--- Provided records ---
— Start —
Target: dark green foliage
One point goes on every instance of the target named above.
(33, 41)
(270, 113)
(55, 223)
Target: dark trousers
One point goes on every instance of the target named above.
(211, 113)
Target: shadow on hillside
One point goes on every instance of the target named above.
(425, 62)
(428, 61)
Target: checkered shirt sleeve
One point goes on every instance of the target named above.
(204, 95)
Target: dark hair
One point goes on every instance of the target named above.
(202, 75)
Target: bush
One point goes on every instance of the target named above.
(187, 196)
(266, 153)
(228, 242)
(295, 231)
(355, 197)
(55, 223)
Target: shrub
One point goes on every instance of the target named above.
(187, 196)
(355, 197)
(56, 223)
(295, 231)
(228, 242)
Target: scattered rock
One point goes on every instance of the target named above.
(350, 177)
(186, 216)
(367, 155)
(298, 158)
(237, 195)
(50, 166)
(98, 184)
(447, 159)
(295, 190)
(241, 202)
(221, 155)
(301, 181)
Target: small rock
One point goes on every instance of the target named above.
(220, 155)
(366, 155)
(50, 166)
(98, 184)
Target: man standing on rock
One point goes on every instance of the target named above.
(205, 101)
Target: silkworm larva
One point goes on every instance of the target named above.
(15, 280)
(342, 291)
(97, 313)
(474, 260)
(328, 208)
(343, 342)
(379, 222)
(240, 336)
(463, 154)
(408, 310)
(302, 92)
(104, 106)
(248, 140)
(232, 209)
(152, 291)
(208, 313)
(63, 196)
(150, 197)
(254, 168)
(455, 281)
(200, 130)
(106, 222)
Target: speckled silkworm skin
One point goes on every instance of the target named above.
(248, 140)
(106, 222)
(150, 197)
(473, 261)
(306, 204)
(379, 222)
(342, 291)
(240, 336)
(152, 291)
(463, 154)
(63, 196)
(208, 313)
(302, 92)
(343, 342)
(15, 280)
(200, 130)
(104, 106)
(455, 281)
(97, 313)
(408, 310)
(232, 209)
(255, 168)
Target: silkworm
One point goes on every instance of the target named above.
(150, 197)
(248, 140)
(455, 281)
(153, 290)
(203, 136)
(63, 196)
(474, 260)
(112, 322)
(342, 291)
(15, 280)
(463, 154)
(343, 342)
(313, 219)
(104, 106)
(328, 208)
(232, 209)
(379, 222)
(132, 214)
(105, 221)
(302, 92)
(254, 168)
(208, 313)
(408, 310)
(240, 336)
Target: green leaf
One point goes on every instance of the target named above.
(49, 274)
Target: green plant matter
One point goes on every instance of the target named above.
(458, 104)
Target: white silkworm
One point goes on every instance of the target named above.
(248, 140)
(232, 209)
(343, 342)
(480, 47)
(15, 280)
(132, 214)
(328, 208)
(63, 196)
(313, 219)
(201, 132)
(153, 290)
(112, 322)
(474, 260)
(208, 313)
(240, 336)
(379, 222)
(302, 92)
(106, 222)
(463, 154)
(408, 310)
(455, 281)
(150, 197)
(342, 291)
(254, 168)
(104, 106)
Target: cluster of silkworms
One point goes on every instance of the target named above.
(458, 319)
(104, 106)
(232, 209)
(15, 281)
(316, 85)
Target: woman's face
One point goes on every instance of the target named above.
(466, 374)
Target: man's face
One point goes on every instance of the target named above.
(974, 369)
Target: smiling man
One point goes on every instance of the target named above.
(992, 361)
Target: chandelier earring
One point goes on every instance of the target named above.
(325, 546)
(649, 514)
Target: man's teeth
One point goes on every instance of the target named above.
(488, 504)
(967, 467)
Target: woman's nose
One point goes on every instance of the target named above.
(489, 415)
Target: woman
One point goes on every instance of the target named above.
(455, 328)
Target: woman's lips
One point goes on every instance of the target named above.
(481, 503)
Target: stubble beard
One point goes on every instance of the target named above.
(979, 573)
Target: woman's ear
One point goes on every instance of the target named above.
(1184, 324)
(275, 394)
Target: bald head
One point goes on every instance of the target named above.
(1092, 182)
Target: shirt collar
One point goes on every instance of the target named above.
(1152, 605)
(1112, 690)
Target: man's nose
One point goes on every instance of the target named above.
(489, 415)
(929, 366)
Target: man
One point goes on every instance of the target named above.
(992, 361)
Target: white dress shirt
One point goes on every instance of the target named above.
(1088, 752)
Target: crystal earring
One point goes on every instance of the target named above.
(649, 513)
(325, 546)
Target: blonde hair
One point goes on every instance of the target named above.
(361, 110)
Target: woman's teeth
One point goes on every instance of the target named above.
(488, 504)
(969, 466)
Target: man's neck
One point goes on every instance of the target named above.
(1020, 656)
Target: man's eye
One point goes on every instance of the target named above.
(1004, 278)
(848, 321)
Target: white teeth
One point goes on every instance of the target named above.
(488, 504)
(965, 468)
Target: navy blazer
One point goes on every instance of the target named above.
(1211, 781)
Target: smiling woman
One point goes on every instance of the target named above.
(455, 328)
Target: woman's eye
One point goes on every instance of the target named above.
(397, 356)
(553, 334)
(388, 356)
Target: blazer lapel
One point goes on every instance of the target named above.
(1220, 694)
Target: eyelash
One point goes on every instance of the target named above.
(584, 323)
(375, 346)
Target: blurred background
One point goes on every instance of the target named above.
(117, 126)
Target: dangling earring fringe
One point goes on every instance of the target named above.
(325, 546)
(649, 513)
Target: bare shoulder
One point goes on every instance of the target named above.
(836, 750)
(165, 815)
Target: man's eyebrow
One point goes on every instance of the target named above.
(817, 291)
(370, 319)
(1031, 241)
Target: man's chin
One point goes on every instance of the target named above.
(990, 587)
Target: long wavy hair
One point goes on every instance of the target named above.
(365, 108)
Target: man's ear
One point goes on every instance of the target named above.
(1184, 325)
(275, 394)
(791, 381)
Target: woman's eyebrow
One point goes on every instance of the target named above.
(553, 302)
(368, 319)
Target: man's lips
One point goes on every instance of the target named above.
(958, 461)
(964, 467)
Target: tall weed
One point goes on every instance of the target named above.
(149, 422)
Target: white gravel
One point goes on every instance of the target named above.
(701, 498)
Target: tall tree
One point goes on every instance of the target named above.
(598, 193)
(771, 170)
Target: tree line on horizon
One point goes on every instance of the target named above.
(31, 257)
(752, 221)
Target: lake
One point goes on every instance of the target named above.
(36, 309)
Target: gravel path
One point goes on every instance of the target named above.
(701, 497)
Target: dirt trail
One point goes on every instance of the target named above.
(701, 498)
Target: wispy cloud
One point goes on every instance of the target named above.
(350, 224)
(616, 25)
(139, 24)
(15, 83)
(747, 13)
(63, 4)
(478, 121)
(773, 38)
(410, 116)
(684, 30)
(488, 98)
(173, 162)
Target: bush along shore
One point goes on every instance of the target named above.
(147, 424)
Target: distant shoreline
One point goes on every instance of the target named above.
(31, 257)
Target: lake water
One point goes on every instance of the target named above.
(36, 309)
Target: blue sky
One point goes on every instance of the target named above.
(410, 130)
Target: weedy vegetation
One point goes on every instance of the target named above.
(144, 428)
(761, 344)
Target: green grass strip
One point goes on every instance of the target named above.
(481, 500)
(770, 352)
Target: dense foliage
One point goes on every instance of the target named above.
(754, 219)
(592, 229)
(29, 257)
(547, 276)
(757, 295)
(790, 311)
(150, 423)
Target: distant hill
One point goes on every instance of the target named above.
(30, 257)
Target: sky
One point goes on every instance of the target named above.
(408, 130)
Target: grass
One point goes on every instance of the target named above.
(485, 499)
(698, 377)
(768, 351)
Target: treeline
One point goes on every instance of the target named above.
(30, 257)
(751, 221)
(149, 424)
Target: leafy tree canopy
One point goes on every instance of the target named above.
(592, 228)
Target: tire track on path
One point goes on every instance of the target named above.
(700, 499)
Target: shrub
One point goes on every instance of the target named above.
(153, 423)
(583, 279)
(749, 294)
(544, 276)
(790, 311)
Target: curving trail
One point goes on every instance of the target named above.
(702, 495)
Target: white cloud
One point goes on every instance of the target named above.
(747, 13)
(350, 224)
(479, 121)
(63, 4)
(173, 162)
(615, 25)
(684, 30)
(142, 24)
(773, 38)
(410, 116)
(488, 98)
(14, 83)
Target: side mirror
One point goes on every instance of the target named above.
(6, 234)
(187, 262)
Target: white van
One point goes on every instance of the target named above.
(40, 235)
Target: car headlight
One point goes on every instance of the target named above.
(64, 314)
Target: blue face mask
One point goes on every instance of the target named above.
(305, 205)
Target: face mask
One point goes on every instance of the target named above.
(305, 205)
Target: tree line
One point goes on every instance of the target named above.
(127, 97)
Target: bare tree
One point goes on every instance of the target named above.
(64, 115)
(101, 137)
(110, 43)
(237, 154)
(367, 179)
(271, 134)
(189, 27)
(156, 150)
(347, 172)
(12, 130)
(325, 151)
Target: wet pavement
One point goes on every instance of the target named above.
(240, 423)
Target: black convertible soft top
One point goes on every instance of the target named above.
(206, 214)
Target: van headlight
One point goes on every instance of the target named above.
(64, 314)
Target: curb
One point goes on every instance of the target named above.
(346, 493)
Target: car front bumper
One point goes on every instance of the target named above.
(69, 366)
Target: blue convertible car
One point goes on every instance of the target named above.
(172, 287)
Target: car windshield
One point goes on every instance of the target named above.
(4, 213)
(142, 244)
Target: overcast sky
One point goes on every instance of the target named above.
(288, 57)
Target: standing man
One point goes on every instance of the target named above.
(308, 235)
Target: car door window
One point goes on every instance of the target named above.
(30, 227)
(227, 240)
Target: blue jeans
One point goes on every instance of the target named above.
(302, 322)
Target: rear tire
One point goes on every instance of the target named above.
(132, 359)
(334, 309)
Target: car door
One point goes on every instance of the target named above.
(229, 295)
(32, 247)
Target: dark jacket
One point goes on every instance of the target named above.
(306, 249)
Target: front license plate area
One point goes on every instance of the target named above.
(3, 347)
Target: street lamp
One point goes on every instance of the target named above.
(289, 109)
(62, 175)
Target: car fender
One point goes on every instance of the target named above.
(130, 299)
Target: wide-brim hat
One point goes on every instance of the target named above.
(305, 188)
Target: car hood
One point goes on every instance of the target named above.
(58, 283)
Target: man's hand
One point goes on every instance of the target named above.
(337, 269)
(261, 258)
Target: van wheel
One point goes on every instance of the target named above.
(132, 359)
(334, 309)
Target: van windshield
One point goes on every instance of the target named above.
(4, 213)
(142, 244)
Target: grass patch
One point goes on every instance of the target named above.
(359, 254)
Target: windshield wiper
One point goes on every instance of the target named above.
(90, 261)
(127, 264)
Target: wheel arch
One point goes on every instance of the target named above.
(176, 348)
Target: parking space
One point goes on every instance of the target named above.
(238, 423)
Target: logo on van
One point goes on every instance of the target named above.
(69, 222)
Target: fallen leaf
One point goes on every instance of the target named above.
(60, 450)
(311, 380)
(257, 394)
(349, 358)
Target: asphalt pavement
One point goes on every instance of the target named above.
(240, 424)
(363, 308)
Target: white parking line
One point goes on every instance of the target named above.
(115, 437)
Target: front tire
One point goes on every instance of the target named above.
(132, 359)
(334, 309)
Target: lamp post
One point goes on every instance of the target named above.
— End —
--- Given instruction ---
Copy out the records verbatim from the line with "Target: white teeth" to the line with "(1211, 781)", including both of those lines.

--- Solved problem ---
Target: white teeth
One point goes on every instance of the target named above.
(488, 504)
(965, 468)
Target: navy blazer
One point goes on every instance of the target named above.
(1211, 781)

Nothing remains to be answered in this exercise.